_REQUIRED WORK_:
Write out the whole listing exactly as it stands.

_SUPPLIED RECORDS_:
------------------------------

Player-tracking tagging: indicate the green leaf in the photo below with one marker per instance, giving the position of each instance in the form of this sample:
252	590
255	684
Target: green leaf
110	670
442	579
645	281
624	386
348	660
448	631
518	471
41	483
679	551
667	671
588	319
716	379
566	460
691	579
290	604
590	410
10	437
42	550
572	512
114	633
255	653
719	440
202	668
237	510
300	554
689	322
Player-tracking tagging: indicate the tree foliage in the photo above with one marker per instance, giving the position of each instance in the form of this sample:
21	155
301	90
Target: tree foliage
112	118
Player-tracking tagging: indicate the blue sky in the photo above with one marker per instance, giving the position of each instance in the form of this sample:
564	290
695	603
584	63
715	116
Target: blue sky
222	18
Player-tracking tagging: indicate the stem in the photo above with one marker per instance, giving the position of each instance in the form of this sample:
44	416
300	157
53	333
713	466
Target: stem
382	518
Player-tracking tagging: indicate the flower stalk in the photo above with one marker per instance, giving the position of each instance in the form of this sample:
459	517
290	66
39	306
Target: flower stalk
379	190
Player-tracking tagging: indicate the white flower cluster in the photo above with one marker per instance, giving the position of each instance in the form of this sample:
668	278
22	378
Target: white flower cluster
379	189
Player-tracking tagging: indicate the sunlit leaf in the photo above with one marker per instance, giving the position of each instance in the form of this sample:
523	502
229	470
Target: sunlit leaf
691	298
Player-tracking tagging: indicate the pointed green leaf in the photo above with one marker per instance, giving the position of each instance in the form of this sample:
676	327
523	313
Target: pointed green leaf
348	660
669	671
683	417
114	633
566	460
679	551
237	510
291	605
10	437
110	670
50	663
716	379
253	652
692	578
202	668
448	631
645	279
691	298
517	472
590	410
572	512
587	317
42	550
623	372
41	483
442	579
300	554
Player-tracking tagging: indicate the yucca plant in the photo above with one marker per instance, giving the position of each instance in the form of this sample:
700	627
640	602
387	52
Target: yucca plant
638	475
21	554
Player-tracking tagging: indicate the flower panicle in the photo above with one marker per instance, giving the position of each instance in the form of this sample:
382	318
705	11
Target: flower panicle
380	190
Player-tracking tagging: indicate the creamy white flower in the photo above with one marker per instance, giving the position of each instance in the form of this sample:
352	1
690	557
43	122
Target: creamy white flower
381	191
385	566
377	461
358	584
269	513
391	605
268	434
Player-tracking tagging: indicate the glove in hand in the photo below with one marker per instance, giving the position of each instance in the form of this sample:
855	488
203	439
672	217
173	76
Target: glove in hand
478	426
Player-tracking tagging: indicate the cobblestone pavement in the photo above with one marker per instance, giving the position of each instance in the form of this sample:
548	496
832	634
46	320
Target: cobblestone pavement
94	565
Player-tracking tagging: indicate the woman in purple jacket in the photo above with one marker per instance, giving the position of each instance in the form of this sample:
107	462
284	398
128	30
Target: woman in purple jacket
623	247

------------------------------

_RESPONSE TO THIS TASK_:
Player-tracking tagging: indicate the green leaf in the photo below with one marker per instance, giving the position of each instance in the form of this sample:
252	590
255	684
Target: green leaf
110	670
442	579
645	281
624	386
348	660
448	631
518	471
41	483
679	551
667	671
588	319
716	379
566	460
691	579
290	604
590	410
10	437
42	550
572	512
114	633
255	653
719	440
202	668
237	510
300	554
689	322
Player-tracking tagging: indicate the tree foliage in the photo above with one marker per instance, giving the position of each instance in the form of this sample:
21	155
301	90
Target: tree foliage
112	118
Player-tracking tagging: indicate the blue sky in the photo above with one marker per instance, giving the position of each instance in the form of this sample:
564	290
695	603
584	63
715	116
Target: blue sky
222	18
Player-tracking tagging: indicate the stem in the photo above with one marker per instance, giving the position of each instance in the form of this sample:
44	416
300	157
53	333
713	466
Target: stem
382	518
Player-tracking tagging: indicate the flower stalk in the photo above with one marker per instance, giving the position of each instance in the form of this sample:
459	517
290	66
39	306
Target: flower stalk
379	190
Player-tracking tagging: indicate the white flower cluster in the photo above with one marker per instance, giving the position of each instance in the form of this sample:
668	278
22	378
Target: white flower cluster
379	189
Player-tracking tagging: indicate the sunlit leaf in the photo above with one marker per instance, giving the position of each instance in the form of this sample:
523	502
229	470
Target: sunlit leaf
691	298
Player-tracking tagging: indicate the pointed green leaf in the photo above with one marker per instance, giving the position of each instance in the form of this sample:
676	327
523	313
Target: pointed green leaf
348	660
669	671
683	417
114	633
566	460
679	551
237	510
291	605
10	437
110	670
50	663
716	379
253	652
692	578
202	668
448	631
645	279
691	298
517	472
590	410
572	512
587	317
42	550
623	372
41	483
442	579
300	554
Player-tracking tagging: indicate the yucca plant in the photo above with one marker per instance, giving the position of each instance in the form of this sample:
700	627
640	602
387	52
Target: yucca plant
638	475
21	554
Player-tracking tagging: indicate the flower panicle in the photo above with one marker per instance, giving the position of each instance in the form of this sample:
382	318
705	11
Target: flower panicle
380	190
Player-tracking tagging: indicate the creamy white flower in the photo above with one marker per instance, giving the position of each instance in the form of this sample:
352	1
690	557
43	122
Target: creamy white flower
381	191
385	566
377	461
358	584
269	513
391	605
268	434
Player-tracking tagging: indicate the glove in hand in the photo below with one marker per instance, giving the position of each instance in the form of this sample:
855	488
203	439
672	217
173	76
Target: glove in hand
478	426
Player-tracking tagging: indicate the cobblestone pavement in the photo above with one marker per instance, giving the position of each instance in the form of this sample:
548	496
832	634
46	320
Target: cobblestone pavement
94	565
Player-tracking tagging: indicate the woman in purple jacket in the photo above with one marker per instance, giving the position of each instance in the form of this sample:
107	462
284	398
128	30
Target: woman in purple jacket
623	247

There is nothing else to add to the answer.